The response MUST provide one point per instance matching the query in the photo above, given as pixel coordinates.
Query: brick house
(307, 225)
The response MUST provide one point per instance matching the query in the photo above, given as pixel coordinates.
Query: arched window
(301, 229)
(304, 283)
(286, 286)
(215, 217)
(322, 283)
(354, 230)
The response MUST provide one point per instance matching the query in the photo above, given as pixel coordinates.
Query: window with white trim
━━━
» INSTRUCTIONS TO FOLLOW:
Would you return every line of the data above exactly?

» RESULT BELOW:
The response MUST provide one point per instance matching the query in the photo above, given as pixel coordinates.
Query: brick house
(307, 225)
The response MUST provide one point per instance matching the query in the photo above, given as pixel coordinates.
Query: arched window
(301, 229)
(304, 283)
(286, 286)
(215, 217)
(322, 283)
(354, 230)
The response MUST provide one point per instance matching the query in the photo above, given as pixel coordinates.
Query: window with white trim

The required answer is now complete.